● THE PROBLEM:
Please transcribe the comment about feeling left out, below, from "First, that was" down to "never be yours).".

● EXTRACT:

=====

Date: 2018-03-22 10:05 pm (UTC)no subject
Date: 2018-03-22 10:05 pm (UTC)no subject
Date: 2018-03-23 12:42 am (UTC)So yeah, I put that awkwardly.
First, that was meant to give the range of problems, from the historically and universally tragic (Holocaust) to the individually saddening (Xmas trees that will never be yours).
So the tree thing... it's not that most of us craved the shiny tree itself, but when every other house on the street, and the next street, and so on, has a tree in the window and yours doesn't, a child who cares about social interactions starts to feel left out and weird and different in a very uncomfortable way.
Le Guin brings this up in Always Coming Home when the main protagonist's father finally reappears, and the young girl is terribly pleased to be putting her bedding out on the balcony of the big shared house where she and her mother live, the way all the other children do when their parents need privacy, and she has never had to do because her father disappeared before she was born. Le Guin described it as something like a "mindless longing" to be just like all the other children.

=====

Object pointing dataset rows:
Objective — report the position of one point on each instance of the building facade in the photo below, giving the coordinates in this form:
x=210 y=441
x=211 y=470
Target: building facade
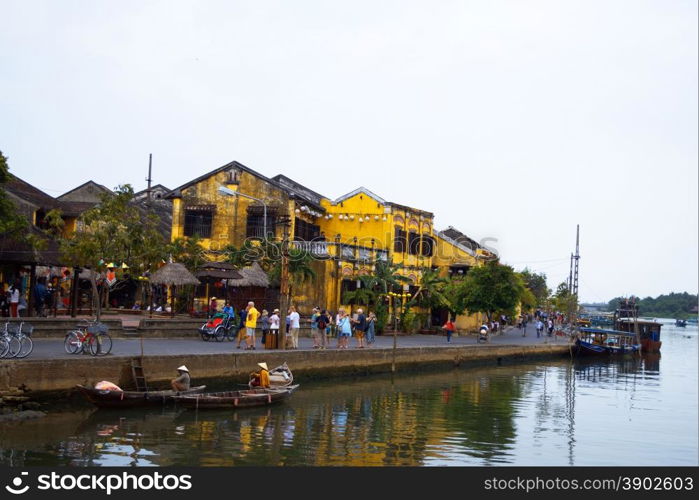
x=346 y=236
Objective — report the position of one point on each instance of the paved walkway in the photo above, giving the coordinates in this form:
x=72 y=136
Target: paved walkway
x=53 y=348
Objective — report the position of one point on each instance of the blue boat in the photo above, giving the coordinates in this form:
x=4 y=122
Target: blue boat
x=598 y=341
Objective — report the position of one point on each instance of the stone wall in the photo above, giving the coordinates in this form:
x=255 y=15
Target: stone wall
x=60 y=375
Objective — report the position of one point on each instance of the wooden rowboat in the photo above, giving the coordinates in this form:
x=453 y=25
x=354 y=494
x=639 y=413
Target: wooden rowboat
x=235 y=399
x=279 y=377
x=131 y=399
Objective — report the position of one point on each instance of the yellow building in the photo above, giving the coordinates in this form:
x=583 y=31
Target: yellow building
x=346 y=236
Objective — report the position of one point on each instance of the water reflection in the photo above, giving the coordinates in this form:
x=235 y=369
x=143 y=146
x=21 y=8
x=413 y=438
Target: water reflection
x=550 y=414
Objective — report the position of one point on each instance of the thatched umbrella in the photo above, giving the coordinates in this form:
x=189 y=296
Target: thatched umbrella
x=253 y=275
x=216 y=271
x=173 y=274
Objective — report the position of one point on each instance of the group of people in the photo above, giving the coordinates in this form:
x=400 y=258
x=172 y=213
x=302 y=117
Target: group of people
x=13 y=302
x=183 y=381
x=343 y=327
x=324 y=325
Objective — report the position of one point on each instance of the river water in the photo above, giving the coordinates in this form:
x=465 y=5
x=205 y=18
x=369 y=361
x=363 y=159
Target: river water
x=637 y=411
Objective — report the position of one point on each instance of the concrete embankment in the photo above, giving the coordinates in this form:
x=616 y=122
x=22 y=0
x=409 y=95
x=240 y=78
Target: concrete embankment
x=51 y=377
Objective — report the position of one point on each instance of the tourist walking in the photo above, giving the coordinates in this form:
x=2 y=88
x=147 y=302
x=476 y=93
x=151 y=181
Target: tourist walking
x=315 y=331
x=345 y=330
x=14 y=300
x=449 y=328
x=241 y=326
x=250 y=325
x=539 y=328
x=338 y=317
x=360 y=327
x=274 y=321
x=371 y=328
x=294 y=325
x=264 y=324
x=323 y=321
x=4 y=301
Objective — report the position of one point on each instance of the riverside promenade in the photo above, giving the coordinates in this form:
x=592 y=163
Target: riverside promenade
x=50 y=370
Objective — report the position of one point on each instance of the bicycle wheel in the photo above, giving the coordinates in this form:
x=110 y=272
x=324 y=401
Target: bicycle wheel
x=15 y=347
x=26 y=347
x=100 y=345
x=73 y=342
x=219 y=334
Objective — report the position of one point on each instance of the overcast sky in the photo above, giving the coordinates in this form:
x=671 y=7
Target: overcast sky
x=514 y=120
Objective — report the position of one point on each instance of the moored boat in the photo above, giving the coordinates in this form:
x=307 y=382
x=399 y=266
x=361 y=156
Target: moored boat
x=129 y=399
x=626 y=320
x=279 y=377
x=648 y=331
x=235 y=399
x=598 y=341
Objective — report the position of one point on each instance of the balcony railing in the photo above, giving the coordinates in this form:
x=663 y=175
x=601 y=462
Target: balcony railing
x=317 y=248
x=325 y=249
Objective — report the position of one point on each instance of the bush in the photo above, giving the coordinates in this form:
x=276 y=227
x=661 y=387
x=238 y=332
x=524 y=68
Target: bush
x=408 y=322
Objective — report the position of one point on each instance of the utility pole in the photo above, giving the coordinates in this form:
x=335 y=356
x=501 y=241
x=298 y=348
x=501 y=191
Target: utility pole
x=570 y=276
x=150 y=165
x=284 y=283
x=573 y=289
x=577 y=259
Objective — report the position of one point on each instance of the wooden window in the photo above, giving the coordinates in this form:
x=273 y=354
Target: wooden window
x=413 y=243
x=347 y=286
x=427 y=245
x=400 y=242
x=198 y=222
x=305 y=231
x=255 y=226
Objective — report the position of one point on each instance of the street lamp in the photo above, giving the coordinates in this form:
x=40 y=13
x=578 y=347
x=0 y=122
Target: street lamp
x=229 y=192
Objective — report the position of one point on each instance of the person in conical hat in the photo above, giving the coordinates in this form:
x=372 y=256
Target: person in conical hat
x=182 y=382
x=260 y=378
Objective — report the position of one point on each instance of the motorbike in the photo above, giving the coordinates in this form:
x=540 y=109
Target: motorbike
x=482 y=336
x=220 y=326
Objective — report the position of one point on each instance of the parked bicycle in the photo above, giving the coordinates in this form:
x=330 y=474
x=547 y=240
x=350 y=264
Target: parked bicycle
x=15 y=340
x=89 y=336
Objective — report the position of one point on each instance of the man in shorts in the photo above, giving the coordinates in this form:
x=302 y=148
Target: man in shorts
x=250 y=325
x=360 y=327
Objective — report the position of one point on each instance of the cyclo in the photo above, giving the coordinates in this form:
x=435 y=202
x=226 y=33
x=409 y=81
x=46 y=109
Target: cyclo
x=218 y=327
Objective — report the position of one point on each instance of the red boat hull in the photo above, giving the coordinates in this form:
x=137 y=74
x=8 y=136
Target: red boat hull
x=650 y=345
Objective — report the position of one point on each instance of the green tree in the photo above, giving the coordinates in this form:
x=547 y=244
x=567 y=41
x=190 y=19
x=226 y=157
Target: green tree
x=300 y=267
x=12 y=225
x=114 y=231
x=431 y=291
x=490 y=289
x=536 y=283
x=188 y=251
x=563 y=300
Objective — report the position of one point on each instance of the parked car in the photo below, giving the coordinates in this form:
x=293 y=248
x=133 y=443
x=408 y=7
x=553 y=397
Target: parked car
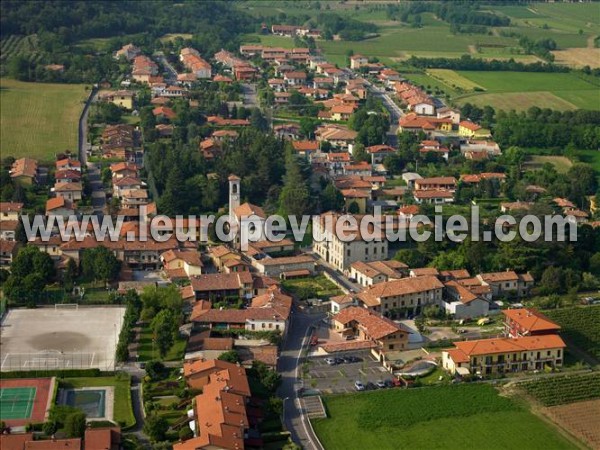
x=380 y=384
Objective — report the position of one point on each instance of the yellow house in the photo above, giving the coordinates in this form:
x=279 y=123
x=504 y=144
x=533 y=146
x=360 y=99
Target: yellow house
x=124 y=99
x=467 y=128
x=492 y=356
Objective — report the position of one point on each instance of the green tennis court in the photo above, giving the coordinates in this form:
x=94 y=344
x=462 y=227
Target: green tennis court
x=16 y=403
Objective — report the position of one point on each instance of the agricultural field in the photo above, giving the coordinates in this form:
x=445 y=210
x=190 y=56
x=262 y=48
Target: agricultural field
x=433 y=418
x=39 y=119
x=521 y=90
x=579 y=419
x=454 y=79
x=560 y=390
x=561 y=163
x=580 y=327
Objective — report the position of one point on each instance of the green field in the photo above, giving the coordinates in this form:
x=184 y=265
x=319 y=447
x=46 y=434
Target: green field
x=16 y=403
x=521 y=90
x=123 y=412
x=580 y=327
x=39 y=119
x=450 y=417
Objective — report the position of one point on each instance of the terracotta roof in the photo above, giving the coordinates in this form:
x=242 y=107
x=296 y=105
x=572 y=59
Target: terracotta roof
x=377 y=327
x=102 y=438
x=530 y=320
x=305 y=146
x=404 y=286
x=220 y=281
x=248 y=209
x=484 y=347
x=496 y=277
x=6 y=207
x=57 y=202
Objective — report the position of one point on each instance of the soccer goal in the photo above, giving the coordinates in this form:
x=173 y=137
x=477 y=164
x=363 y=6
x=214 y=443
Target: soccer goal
x=58 y=306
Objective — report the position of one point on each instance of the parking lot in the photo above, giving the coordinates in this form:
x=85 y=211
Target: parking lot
x=340 y=378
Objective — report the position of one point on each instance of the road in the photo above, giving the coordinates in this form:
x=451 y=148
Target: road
x=98 y=196
x=249 y=93
x=395 y=112
x=288 y=366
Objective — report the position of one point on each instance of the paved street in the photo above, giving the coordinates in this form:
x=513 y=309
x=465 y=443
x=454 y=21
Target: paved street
x=295 y=421
x=249 y=93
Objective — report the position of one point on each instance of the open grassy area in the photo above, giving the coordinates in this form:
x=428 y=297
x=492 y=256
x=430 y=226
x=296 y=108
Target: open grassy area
x=591 y=157
x=123 y=412
x=312 y=287
x=521 y=90
x=39 y=119
x=449 y=417
x=148 y=352
x=453 y=79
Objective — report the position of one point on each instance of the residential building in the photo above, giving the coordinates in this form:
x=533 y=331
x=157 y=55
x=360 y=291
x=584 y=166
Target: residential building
x=354 y=246
x=24 y=171
x=217 y=286
x=386 y=335
x=527 y=322
x=508 y=283
x=373 y=272
x=503 y=355
x=406 y=296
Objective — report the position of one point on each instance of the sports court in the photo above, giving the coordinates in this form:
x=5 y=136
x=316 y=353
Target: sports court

=====

● RESPONSE:
First, that was meant to give the range of problems, from the historically and universally tragic (Holocaust) to the individually saddening (Xmas trees that will never be yours).